begin
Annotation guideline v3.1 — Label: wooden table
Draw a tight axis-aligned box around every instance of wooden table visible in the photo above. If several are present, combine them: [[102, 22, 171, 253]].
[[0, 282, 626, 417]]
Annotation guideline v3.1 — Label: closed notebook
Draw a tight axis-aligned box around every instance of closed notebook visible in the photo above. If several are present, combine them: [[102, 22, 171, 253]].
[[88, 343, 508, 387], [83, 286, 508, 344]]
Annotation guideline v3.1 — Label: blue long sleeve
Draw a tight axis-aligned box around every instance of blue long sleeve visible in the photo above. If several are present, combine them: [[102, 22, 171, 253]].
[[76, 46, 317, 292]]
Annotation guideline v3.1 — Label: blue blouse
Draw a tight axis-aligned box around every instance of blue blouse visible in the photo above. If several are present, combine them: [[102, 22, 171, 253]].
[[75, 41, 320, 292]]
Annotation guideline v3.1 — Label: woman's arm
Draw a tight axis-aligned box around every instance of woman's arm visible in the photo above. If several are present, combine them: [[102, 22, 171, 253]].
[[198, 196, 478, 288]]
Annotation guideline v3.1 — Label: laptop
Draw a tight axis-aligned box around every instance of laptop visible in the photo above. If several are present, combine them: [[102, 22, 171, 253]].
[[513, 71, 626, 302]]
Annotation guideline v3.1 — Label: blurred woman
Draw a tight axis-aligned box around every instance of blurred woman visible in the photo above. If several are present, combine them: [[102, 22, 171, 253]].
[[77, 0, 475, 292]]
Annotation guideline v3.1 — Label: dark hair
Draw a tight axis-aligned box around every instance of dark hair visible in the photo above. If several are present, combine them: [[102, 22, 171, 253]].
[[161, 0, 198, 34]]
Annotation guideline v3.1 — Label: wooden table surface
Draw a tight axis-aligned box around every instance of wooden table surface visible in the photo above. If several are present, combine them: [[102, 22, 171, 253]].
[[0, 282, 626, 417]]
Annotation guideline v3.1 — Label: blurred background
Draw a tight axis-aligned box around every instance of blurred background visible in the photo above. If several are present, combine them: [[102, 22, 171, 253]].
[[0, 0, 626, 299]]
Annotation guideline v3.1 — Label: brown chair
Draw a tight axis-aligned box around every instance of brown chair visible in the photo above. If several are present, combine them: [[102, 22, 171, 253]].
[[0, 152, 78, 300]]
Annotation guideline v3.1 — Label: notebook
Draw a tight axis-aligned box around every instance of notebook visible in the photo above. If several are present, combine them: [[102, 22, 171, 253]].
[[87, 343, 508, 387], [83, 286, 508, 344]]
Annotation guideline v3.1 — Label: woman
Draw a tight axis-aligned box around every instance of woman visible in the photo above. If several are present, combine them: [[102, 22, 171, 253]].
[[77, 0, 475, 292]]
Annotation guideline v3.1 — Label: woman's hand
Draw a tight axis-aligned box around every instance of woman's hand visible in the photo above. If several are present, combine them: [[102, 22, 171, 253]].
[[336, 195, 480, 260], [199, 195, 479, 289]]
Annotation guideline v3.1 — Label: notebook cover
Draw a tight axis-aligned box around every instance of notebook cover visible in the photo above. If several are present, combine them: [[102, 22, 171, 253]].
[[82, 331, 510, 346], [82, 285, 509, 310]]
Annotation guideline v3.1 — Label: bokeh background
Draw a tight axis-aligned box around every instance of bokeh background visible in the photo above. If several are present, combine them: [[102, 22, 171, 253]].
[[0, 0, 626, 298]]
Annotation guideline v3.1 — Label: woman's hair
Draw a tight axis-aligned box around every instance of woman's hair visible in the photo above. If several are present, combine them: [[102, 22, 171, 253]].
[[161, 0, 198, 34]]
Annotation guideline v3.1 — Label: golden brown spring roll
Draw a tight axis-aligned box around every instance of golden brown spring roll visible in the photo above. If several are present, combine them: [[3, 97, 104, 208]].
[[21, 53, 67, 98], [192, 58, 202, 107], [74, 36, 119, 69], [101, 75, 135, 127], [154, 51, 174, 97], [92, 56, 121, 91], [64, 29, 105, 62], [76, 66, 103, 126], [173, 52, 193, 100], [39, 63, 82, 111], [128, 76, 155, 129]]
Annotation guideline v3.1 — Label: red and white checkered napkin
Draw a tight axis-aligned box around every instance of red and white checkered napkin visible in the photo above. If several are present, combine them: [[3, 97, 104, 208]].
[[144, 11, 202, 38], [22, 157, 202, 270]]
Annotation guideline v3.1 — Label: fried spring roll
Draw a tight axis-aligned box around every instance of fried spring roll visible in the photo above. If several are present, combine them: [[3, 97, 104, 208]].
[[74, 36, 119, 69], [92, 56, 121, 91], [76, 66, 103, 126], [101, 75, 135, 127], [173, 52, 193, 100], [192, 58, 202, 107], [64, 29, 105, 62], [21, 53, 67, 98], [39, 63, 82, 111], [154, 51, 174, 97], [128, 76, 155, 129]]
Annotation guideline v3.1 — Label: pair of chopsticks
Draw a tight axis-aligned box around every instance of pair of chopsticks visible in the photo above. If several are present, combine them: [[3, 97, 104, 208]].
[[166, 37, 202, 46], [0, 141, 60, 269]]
end
- **INSTRUCTION**: Rewrite the lines from the one containing "Annotation guideline v3.1 — Label: fried" through the one containing "97], [128, 76, 155, 129]]" as a JSON list of strings, with one string per line and blank lines omitted.

- **PROBLEM SOLUTION**:
[
  "Annotation guideline v3.1 — Label: fried spring roll",
  "Draw a tight axis-aligned box around every instance of fried spring roll visible in the photo above. If several are present, combine them: [[3, 97, 104, 208]].",
  "[[74, 36, 119, 69], [92, 56, 121, 91], [76, 66, 103, 126], [101, 75, 135, 127], [173, 52, 193, 100], [192, 58, 202, 107], [64, 29, 105, 62], [21, 53, 67, 98], [39, 63, 82, 111], [154, 51, 174, 97], [128, 76, 155, 129]]"
]